DIRECTIONS FOR THIS TASK:
Give only the number of lines in the records that contain the word "brown".

DATA SHOWN:
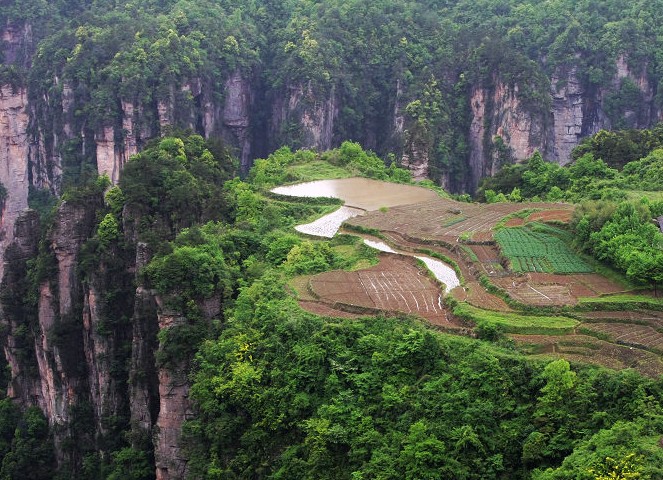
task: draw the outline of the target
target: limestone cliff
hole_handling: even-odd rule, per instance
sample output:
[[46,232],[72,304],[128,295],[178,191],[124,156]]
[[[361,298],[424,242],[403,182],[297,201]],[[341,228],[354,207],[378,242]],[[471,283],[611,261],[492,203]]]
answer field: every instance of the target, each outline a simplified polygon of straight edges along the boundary
[[[225,83],[225,102],[223,104],[222,121],[230,134],[231,144],[238,145],[241,170],[248,172],[251,168],[251,84],[239,71],[233,72]],[[213,106],[208,98],[203,104],[203,122],[206,136],[214,133],[216,118]]]
[[[641,102],[611,111],[609,99],[619,96],[624,79],[637,85]],[[662,120],[653,102],[654,93],[646,69],[632,71],[624,56],[616,61],[609,88],[583,84],[576,66],[557,68],[550,78],[550,107],[544,111],[527,105],[519,85],[507,85],[499,77],[490,88],[474,87],[470,94],[469,189],[499,168],[497,137],[509,149],[512,161],[522,161],[539,150],[547,160],[563,165],[571,160],[571,151],[583,138],[613,127],[611,115],[624,122],[621,126],[630,128],[646,128]]]
[[[5,198],[0,211],[0,252],[13,240],[14,223],[28,207],[29,114],[25,88],[0,86],[0,182]],[[0,266],[0,278],[2,278]]]
[[[186,317],[173,312],[159,314],[159,330],[186,325]],[[162,346],[163,347],[163,346]],[[185,478],[186,459],[180,443],[182,424],[193,412],[189,401],[188,359],[159,368],[159,416],[154,429],[157,480]]]
[[334,146],[338,109],[333,86],[324,94],[314,91],[310,82],[288,86],[272,102],[270,150],[283,140],[296,147],[329,150]]
[[[469,190],[474,190],[481,178],[494,175],[504,162],[523,160],[537,149],[548,152],[549,116],[527,109],[519,99],[517,85],[509,87],[496,78],[492,89],[475,87],[470,108]],[[498,142],[503,142],[507,151],[497,151]]]

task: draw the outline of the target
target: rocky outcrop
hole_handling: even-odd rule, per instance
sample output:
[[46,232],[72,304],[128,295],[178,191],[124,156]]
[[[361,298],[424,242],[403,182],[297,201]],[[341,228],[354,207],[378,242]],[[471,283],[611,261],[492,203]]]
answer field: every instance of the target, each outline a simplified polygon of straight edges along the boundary
[[571,160],[571,150],[580,143],[584,130],[598,131],[599,125],[607,122],[602,112],[596,112],[597,121],[587,125],[585,91],[577,72],[575,66],[559,68],[550,82],[554,142],[551,151],[546,153],[550,160],[562,165]]
[[[186,317],[159,314],[159,330],[187,323]],[[157,480],[186,477],[187,462],[181,447],[182,424],[193,415],[189,400],[188,365],[188,359],[181,359],[177,364],[159,368],[159,417],[154,429]]]
[[154,295],[142,287],[136,290],[131,325],[131,427],[137,437],[150,439],[159,414],[159,378],[154,359],[158,347],[159,324]]
[[[515,158],[529,158],[535,150],[548,150],[548,137],[545,133],[550,123],[545,114],[529,111],[519,100],[518,85],[509,88],[499,83],[493,94],[495,109],[493,124],[496,125],[495,136],[499,136],[511,150]],[[493,162],[487,168],[488,174],[497,172],[500,165]]]
[[120,170],[124,164],[123,155],[115,146],[115,130],[113,127],[104,127],[95,137],[97,144],[97,171],[99,175],[107,175],[113,184],[120,179]]
[[624,120],[623,126],[628,128],[648,128],[652,124],[663,120],[663,112],[654,102],[656,92],[647,74],[647,67],[648,64],[644,63],[637,70],[633,69],[629,65],[626,55],[620,55],[615,62],[616,71],[612,80],[612,87],[601,91],[601,98],[605,99],[611,94],[614,95],[615,92],[620,92],[622,83],[626,79],[637,86],[640,91],[638,104],[628,105],[623,112],[620,112]]
[[[532,112],[523,105],[517,85],[510,87],[495,78],[492,88],[475,87],[470,93],[470,108],[470,191],[481,178],[495,174],[503,162],[529,158],[535,150],[548,150],[546,127],[550,122],[545,113]],[[503,142],[508,151],[500,152],[498,142]]]
[[470,97],[472,124],[470,125],[470,184],[477,185],[484,176],[485,139],[489,133],[486,126],[486,102],[490,93],[485,88],[474,88]]
[[[272,103],[270,139],[320,151],[332,148],[339,105],[336,89],[331,86],[328,90],[325,95],[318,95],[311,83],[297,84],[277,96]],[[279,146],[273,144],[270,149]]]
[[[233,72],[225,83],[223,124],[234,136],[239,147],[240,166],[244,173],[251,168],[251,84],[239,71]],[[213,114],[210,102],[205,102],[204,125],[211,132]]]
[[646,66],[633,72],[624,56],[615,63],[611,86],[600,89],[584,85],[577,66],[558,67],[550,79],[549,112],[528,106],[518,85],[509,86],[497,77],[490,88],[474,87],[470,93],[468,188],[472,190],[482,177],[499,169],[496,137],[508,147],[513,161],[522,161],[539,150],[549,161],[568,163],[571,151],[583,138],[613,127],[607,99],[619,95],[624,79],[637,85],[642,101],[637,112],[627,106],[613,115],[625,118],[633,128],[647,128],[661,120]]
[[[97,171],[108,175],[112,183],[119,181],[124,164],[147,140],[163,135],[172,127],[198,131],[205,137],[222,137],[235,148],[242,171],[251,167],[251,83],[239,71],[232,73],[224,85],[224,101],[215,100],[214,93],[200,79],[192,79],[176,88],[156,106],[144,106],[137,99],[122,99],[119,123],[100,128],[94,136]],[[150,118],[156,118],[156,131],[150,128]]]
[[[164,308],[166,302],[157,297],[159,330],[190,327],[191,319]],[[198,302],[203,321],[221,313],[218,296]],[[199,320],[200,321],[200,320]],[[164,336],[165,338],[165,336]],[[172,340],[171,340],[172,341]],[[163,350],[164,343],[159,345]],[[154,459],[157,480],[176,480],[187,474],[187,458],[182,450],[182,425],[193,418],[193,405],[189,399],[191,357],[169,358],[159,366],[159,416],[154,427]]]
[[[108,369],[98,362],[105,349],[96,338],[96,293],[88,292],[83,301],[78,269],[81,246],[92,233],[97,206],[94,201],[62,203],[39,255],[39,217],[26,210],[17,218],[14,241],[4,252],[2,321],[7,337],[3,346],[11,375],[7,394],[44,412],[54,427],[61,464],[78,461],[72,449],[59,448],[65,441],[94,440],[92,425],[83,432],[72,430],[74,420],[80,420],[81,405],[90,405],[95,397],[89,385],[94,385],[96,398],[104,397],[100,405],[112,404],[102,385],[106,383],[103,370]],[[36,262],[32,278],[27,274],[29,259]],[[38,282],[36,291],[33,282]],[[88,376],[90,367],[96,380]],[[112,381],[108,386],[113,386]]]
[[[55,278],[41,283],[35,352],[41,379],[38,404],[54,432],[56,445],[69,437],[76,408],[90,398],[85,368],[84,328],[81,328],[82,285],[78,278],[81,245],[95,225],[95,205],[64,202],[49,235],[55,257]],[[92,432],[90,432],[92,433]],[[71,461],[58,448],[59,462]]]
[[[0,86],[0,255],[12,243],[14,223],[28,207],[28,100],[22,87]],[[0,266],[0,278],[3,269]]]
[[412,178],[419,181],[428,178],[429,147],[417,140],[416,138],[406,136],[405,148],[401,157],[401,166],[410,170]]
[[4,63],[28,67],[32,47],[32,25],[29,23],[9,23],[0,31],[0,58]]
[[34,338],[29,326],[37,312],[25,304],[28,293],[27,261],[37,255],[39,215],[27,210],[14,225],[13,242],[3,254],[5,275],[0,288],[3,350],[11,372],[7,396],[23,405],[40,405],[41,378],[37,369]]

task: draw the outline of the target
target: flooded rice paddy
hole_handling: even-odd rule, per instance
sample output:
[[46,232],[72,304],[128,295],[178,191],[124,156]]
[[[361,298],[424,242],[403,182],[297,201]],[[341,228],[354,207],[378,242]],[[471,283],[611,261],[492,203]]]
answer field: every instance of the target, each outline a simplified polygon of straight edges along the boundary
[[272,190],[290,197],[332,197],[345,201],[348,207],[378,210],[426,202],[438,198],[432,190],[414,185],[381,182],[370,178],[338,178],[286,185]]
[[446,263],[441,262],[440,260],[424,257],[422,255],[410,255],[407,252],[397,252],[384,242],[369,240],[367,238],[364,239],[364,243],[369,247],[375,248],[381,252],[398,253],[399,255],[413,256],[414,258],[421,260],[424,262],[428,270],[430,270],[430,272],[435,276],[435,278],[446,285],[446,293],[449,293],[454,288],[460,286],[460,280],[458,279],[458,275],[456,275],[454,269]]
[[364,238],[364,243],[369,247],[372,247],[376,250],[380,250],[381,252],[396,253],[396,250],[394,250],[384,242],[376,242],[374,240],[369,240],[367,238]]
[[[333,237],[338,229],[341,228],[343,222],[349,218],[361,215],[364,210],[371,211],[380,208],[411,205],[438,198],[435,192],[422,187],[381,182],[379,180],[359,177],[298,183],[296,185],[274,188],[272,192],[290,197],[332,197],[343,200],[345,205],[338,210],[314,222],[295,227],[295,230],[298,232],[324,238]],[[396,252],[386,243],[379,241],[364,239],[364,242],[366,245],[382,252],[418,258],[424,262],[435,278],[446,285],[447,292],[460,286],[456,272],[439,260]]]
[[458,280],[458,275],[456,275],[454,269],[446,263],[430,257],[415,256],[415,258],[418,258],[424,262],[426,267],[428,267],[428,270],[430,270],[431,273],[435,275],[435,278],[447,286],[447,293],[456,287],[460,287],[460,280]]
[[295,230],[306,235],[313,235],[315,237],[332,238],[341,228],[343,222],[348,218],[361,215],[363,210],[352,207],[341,207],[334,210],[332,213],[318,218],[315,222],[307,223],[304,225],[297,225]]

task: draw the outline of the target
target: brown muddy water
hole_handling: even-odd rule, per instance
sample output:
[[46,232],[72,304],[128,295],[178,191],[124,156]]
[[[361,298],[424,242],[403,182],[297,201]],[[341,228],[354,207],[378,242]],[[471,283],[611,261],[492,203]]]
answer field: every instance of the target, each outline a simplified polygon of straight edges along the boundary
[[381,182],[370,178],[338,178],[317,180],[277,187],[272,192],[291,197],[333,197],[345,201],[346,207],[378,210],[426,202],[437,198],[432,190],[414,185]]

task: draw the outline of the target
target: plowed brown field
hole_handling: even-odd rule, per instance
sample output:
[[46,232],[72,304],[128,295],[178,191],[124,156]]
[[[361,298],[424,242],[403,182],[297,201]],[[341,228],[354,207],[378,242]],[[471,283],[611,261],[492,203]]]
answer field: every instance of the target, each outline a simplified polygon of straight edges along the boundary
[[526,353],[555,355],[569,361],[593,363],[615,370],[633,368],[657,378],[663,374],[663,361],[655,353],[615,345],[588,335],[509,335]]
[[414,261],[396,255],[356,272],[321,273],[310,280],[319,301],[338,309],[366,308],[419,315],[439,325],[451,325],[439,287]]
[[622,345],[633,345],[663,352],[663,334],[647,325],[592,322],[584,323],[582,326],[589,331],[607,335],[611,341]]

TASK ANSWER:
2